TEXTO DE ORIGEM
Novembro, 2024 - Edição 303
Retratos da leitura no Brasil
Leitura é coisa séria. Abstraídas considerações sobre formação, em geral, de caráter, de intelecto etc., a seriedade a que
me refiro decorre do fato de que a edição e comercialização de
livros constitui atividade econômica. Portanto, sem espaço para
improvisos, porque o objetivo de ninguém – pessoa física ou jurídica – inclui a obtenção de prejuízo financeiro. Assim é que as
organizações dedicadas à exploração dessa atividade econômica
– exploração do mercado livreiro – planejam suas ações mediante
o emprego de táticas e de práticas que lhes permitam aumentar a
taxa de lucro.
Essas obviedades – perdoem-me os leitores – para tecer
comentários acerca das pesquisas sobre hábitos de leitura disponibilizadas pelas tais organizações. Aliás, reunidas no Instituto Prólivro, fundado em 2006 para fomentar a prática da leitura no Brasil.
Para esse fim, desde 2001 vem sendo realizada a pesquisa “Retrato
da Leitura no Brasil” (a primeira delas a cargo da Abrelivros, CBL e
Snel, associações ligadas ao livro e que posteriormente criariam o
Instituto Pró Livro), levantamento que se presta a mapear os contornos do negócio e assim facilitar-lhe o planejamento. A última
pesquisa publicada realizou-se no final de 2019, vindo a público em
2020, ano em que se iniciou a pandemia de coronavírus. Que, como
se sabe, introduziria novos hábitos entre a população, desde o teletrabalho até o aumento da demanda por livros e séries televisivas.
Sendo os dados levantados nessa (5a
) edição da pesquisa
sucedidos por esse acontecimento extraordinário, necessário se
aguardar a próxima, que deve estar a caminho, para aquilatarmos
do impacto da pandemia sobre o segmento livreiro em geral. Mas
resultados parciais, no sentido de segmentados (se considerarmos
esse universo maior), podem ser colhidos da pesquisa realizada no
âmbito da 26a
Bienal Internacional do Livro de São Paulo, em 2022,
tocada pelo mesmo Instituto. Lá o público ouvido foram pessoas
de mais de 10 anos de idade que não integravam excursões escolares, público preferencial dessa espécie de eventos. Portanto, vale
dizer, pessoas que compareciam espontaneamente à feira literária.

TAREFA PROPOSTA
Diga se cada afirmação a seguir está de acordo com o texto sobre a leitura no Brasil, respondendo sim ou não e citando literalmente as palavras do texto que decidem a questão.
1. A organização que reúne as empresas do mercado livreiro foi fundada em 2006.
2. A última pesquisa publicada foi realizada em 2020.
3. Na pesquisa feita na Bienal, o público ouvido incluía alunos em excursões escolares.

MATERIAL DE APOIO
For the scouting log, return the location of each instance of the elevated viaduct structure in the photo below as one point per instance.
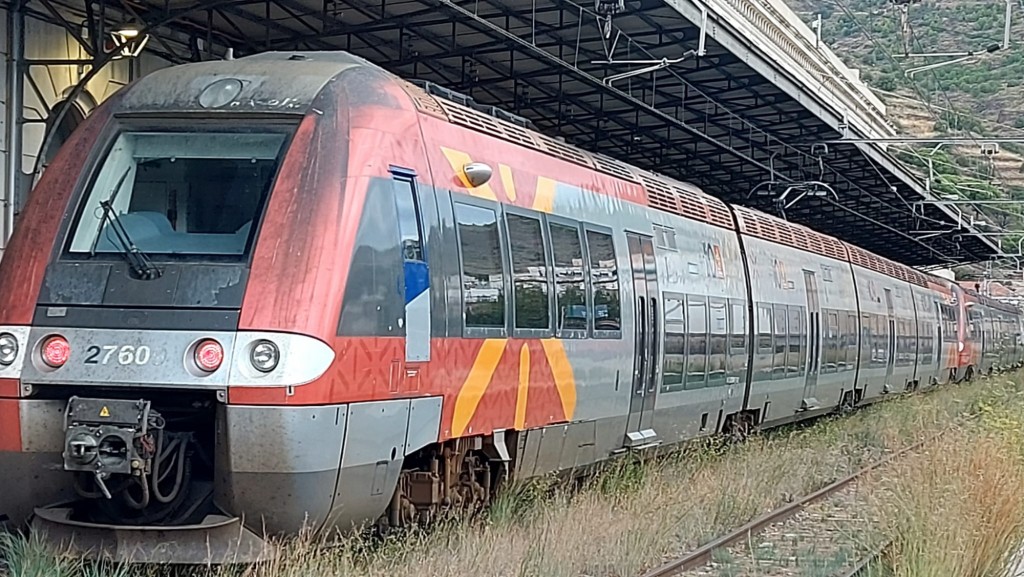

RESPOSTA
1. Sim: "fundado em 2006 para fomentar a prática da leitura no Brasil".
2. Não: "A última pesquisa publicada realizou-se no final de 2019, vindo a público em 2020".
3. Não: "pessoas de mais de 10 anos de idade que não integravam excursões escolares".